**RECORDS**
────────────────────────────────────────
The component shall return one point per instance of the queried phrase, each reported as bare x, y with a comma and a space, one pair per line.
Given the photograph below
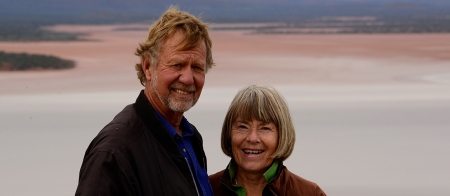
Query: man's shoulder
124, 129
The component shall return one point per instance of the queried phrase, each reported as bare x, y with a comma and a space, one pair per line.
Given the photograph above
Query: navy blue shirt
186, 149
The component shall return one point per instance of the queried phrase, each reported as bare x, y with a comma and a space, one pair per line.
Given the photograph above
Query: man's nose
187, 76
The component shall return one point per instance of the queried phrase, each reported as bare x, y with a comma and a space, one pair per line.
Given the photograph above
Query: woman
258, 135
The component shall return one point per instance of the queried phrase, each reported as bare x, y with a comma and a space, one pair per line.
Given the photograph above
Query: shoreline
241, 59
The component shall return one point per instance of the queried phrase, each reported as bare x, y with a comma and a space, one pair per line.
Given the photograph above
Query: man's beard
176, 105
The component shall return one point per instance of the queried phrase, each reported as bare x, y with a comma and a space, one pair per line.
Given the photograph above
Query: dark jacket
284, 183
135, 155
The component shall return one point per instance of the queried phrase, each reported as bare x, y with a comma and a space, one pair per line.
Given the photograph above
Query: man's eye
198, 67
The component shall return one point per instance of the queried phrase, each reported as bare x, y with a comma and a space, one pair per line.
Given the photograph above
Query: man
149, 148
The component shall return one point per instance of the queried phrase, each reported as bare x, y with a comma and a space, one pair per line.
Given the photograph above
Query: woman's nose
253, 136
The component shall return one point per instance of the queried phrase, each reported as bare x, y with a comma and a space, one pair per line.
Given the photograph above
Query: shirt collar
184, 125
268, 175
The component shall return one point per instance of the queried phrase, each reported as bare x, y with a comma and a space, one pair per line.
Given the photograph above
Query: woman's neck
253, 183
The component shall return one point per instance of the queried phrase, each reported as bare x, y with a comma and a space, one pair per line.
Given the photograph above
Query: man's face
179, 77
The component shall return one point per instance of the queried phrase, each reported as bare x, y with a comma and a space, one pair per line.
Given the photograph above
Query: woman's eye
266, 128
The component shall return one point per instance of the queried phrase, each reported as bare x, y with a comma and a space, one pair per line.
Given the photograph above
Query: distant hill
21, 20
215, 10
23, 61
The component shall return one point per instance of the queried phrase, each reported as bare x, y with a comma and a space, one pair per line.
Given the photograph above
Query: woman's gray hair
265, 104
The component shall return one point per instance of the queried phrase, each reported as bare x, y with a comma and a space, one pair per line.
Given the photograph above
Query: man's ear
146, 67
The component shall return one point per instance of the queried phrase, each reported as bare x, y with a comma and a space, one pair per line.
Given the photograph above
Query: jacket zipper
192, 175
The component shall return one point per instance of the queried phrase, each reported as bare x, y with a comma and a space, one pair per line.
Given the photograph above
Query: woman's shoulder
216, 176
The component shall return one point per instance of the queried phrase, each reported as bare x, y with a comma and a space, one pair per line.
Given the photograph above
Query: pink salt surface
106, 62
────────────────────────────────────────
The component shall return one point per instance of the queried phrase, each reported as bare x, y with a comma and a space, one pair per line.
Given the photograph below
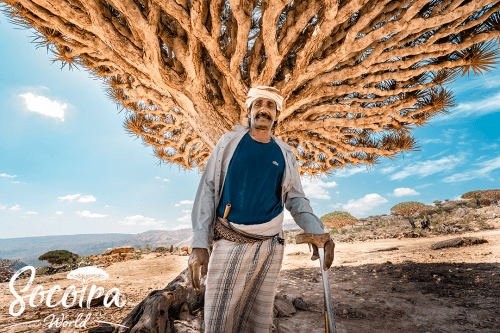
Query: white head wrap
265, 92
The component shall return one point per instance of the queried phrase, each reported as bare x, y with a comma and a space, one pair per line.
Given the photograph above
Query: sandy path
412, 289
────────────────────────────────────────
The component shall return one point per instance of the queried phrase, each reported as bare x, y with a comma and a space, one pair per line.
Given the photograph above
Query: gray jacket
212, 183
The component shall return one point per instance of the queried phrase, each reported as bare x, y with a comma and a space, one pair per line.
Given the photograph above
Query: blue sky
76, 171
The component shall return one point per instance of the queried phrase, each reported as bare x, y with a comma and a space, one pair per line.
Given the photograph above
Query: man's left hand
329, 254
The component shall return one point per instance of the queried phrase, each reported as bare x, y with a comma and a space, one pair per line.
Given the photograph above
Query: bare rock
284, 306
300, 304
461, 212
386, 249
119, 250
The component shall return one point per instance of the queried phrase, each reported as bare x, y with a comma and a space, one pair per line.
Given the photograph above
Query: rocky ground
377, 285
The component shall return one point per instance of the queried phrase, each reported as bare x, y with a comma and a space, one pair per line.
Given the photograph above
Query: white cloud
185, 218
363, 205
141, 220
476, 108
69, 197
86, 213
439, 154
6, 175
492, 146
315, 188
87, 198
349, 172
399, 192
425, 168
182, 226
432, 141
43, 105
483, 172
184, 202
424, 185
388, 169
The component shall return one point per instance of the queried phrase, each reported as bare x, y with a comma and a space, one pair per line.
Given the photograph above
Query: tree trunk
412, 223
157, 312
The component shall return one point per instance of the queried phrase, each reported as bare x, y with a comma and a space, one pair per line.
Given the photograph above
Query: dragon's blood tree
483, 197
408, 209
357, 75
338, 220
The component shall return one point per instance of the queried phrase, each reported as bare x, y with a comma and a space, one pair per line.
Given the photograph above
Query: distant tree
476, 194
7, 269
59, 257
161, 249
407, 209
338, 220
────────────────────────────────────────
**WHAT THIS TASK INVOLVES**
Identify every line of the entries above that contains the word "white" and copy each such line in full. Treat case as significant.

**RESULT OF THIS TASK**
Query: white head wrap
Query: white cloud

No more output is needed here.